# Given exercise
In the material below, reproduce word for word everything from the line containing "If you would be willing to indicate the loader arm" down to the line containing "If you would be willing to indicate the loader bucket", with both of those lines included.

..........

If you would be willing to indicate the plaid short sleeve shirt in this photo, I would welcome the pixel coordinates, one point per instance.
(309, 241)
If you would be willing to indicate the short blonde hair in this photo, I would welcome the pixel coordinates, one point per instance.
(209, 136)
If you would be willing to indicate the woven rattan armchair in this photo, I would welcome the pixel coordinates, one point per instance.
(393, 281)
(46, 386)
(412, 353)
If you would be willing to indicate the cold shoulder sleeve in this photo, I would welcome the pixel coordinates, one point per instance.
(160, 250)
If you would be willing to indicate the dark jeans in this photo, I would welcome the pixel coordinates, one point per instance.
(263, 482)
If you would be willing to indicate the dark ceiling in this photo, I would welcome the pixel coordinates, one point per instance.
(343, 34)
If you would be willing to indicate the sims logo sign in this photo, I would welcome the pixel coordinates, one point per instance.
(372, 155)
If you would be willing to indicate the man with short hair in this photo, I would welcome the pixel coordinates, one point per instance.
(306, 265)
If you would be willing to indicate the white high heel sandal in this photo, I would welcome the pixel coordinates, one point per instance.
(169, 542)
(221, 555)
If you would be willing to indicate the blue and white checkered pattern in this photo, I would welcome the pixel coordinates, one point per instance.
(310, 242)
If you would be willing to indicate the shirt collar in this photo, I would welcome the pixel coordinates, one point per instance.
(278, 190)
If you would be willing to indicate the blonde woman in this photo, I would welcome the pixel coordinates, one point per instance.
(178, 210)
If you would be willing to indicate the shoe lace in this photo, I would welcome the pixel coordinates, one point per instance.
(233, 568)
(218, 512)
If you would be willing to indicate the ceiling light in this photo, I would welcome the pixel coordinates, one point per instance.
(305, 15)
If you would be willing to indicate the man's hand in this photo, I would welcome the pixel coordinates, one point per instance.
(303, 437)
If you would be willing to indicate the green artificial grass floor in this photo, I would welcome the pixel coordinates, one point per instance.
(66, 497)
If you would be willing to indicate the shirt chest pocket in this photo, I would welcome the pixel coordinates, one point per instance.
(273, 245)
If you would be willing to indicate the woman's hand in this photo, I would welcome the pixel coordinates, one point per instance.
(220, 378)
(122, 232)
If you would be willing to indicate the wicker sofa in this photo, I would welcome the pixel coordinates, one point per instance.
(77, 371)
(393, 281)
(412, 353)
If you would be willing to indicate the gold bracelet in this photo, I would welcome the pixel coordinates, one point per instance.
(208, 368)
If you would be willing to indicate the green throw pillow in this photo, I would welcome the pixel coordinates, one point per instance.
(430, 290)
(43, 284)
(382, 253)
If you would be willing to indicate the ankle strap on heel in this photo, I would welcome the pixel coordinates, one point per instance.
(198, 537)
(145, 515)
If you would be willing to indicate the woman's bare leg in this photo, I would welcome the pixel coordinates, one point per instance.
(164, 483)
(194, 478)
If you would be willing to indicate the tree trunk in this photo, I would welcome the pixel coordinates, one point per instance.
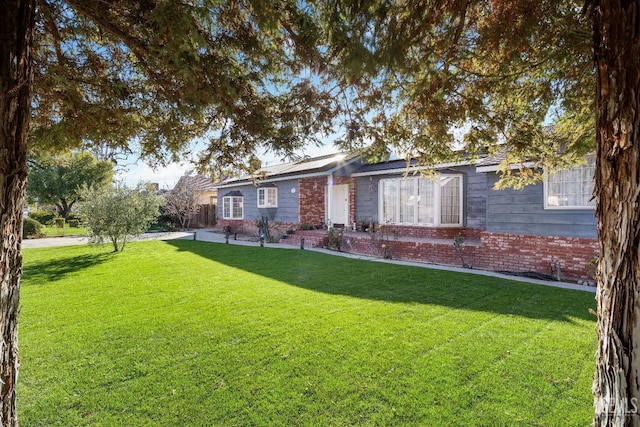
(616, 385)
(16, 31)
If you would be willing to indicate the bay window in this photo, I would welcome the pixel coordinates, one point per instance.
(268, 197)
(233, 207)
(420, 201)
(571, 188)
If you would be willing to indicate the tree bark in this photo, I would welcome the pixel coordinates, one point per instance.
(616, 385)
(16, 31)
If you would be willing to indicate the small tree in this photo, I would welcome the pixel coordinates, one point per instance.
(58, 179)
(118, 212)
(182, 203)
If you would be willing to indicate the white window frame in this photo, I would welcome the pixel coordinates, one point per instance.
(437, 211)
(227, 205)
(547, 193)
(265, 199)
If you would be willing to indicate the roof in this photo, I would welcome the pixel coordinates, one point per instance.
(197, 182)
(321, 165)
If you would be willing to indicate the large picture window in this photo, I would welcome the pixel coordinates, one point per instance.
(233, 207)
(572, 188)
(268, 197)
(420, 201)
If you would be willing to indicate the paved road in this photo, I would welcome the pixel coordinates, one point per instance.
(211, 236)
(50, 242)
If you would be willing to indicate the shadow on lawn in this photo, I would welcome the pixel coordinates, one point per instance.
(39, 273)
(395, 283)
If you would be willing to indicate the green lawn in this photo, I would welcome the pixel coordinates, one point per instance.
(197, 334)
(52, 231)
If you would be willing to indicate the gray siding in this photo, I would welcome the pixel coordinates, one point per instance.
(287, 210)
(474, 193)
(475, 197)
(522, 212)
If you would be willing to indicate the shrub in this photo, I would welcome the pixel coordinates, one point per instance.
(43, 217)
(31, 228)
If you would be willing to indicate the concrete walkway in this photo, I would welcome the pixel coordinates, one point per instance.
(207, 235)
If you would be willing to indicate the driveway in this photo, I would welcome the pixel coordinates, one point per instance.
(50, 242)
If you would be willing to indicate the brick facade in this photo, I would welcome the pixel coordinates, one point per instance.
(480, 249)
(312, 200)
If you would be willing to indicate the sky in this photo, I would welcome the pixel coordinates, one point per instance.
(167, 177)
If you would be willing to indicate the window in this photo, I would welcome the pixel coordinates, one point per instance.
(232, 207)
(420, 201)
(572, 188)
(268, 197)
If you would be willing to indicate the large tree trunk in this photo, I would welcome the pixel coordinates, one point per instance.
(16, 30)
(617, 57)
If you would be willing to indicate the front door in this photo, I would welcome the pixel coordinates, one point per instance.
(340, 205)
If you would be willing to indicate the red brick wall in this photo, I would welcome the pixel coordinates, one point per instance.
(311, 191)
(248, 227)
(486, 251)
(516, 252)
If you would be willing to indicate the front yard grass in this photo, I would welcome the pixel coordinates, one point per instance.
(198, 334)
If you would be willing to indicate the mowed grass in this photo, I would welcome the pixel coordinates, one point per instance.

..........

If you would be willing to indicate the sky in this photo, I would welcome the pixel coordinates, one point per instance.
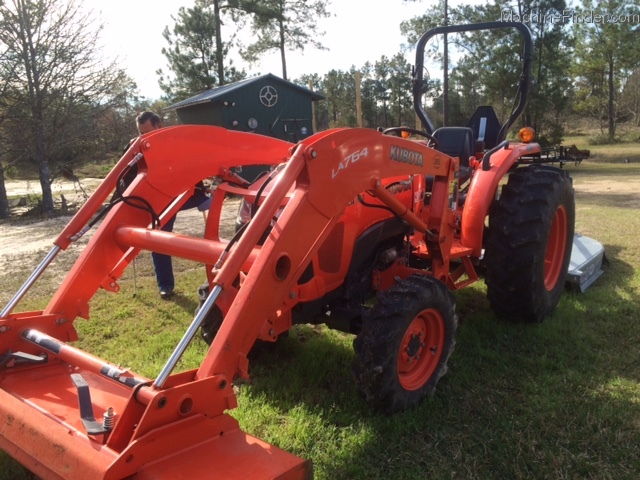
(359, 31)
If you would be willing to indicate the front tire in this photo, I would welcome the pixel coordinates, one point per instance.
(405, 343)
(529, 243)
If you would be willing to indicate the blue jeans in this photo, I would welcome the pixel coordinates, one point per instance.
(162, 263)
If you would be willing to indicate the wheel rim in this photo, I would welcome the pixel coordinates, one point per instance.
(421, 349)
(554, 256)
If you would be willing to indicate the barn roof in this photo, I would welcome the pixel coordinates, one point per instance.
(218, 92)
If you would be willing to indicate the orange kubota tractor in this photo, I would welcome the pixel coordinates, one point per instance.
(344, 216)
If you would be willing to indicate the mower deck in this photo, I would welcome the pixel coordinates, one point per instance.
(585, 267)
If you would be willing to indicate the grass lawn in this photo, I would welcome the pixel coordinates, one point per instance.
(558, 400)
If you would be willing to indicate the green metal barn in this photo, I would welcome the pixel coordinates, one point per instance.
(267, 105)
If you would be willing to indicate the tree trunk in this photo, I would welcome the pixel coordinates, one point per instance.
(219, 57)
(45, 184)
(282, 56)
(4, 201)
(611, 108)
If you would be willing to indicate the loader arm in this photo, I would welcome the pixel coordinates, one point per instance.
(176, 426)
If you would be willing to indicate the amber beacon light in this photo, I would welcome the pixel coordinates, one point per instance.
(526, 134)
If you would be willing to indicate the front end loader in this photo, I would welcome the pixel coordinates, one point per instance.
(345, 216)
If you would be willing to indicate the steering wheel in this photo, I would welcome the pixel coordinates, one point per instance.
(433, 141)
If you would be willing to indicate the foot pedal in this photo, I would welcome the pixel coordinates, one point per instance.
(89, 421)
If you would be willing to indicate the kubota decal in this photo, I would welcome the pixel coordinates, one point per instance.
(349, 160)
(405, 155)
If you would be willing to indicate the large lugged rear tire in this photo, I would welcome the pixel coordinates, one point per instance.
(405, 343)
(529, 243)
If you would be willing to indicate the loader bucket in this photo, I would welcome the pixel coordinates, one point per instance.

..........

# Output for this exercise
If you would be willing to indicate the loader arm in this photo, I would welcome the pixel coordinates, one point per instance.
(176, 426)
If you would be willing to indicate the amber beacon light in this photo, I would welcome the pixel coordinates, one point per instance.
(526, 134)
If you would be willing to indicate the front end loader in this photo, I would welcome the pixel coordinates, one point per instance.
(345, 216)
If you would be willing to indicate the steering wheel in this photo, I would welcome the pixel coordinates, one point per instance.
(433, 141)
If you would be willing to indicate the foot pedal in this photo, I would welcome the pixel coordinates, one point per instance.
(89, 421)
If you would be willing to indicate the kubota decal in this photo, I would welcome the pixel coordinates, one point per instance.
(349, 160)
(405, 155)
If you would be willing to indicate the large lugged rear tire in this photo, I would welcome the pixel coordinates, one point per instance.
(405, 343)
(529, 243)
If you would be willing to indicate the loader bucket in this photo, I would welcome the pixel coordinates, one point per instance.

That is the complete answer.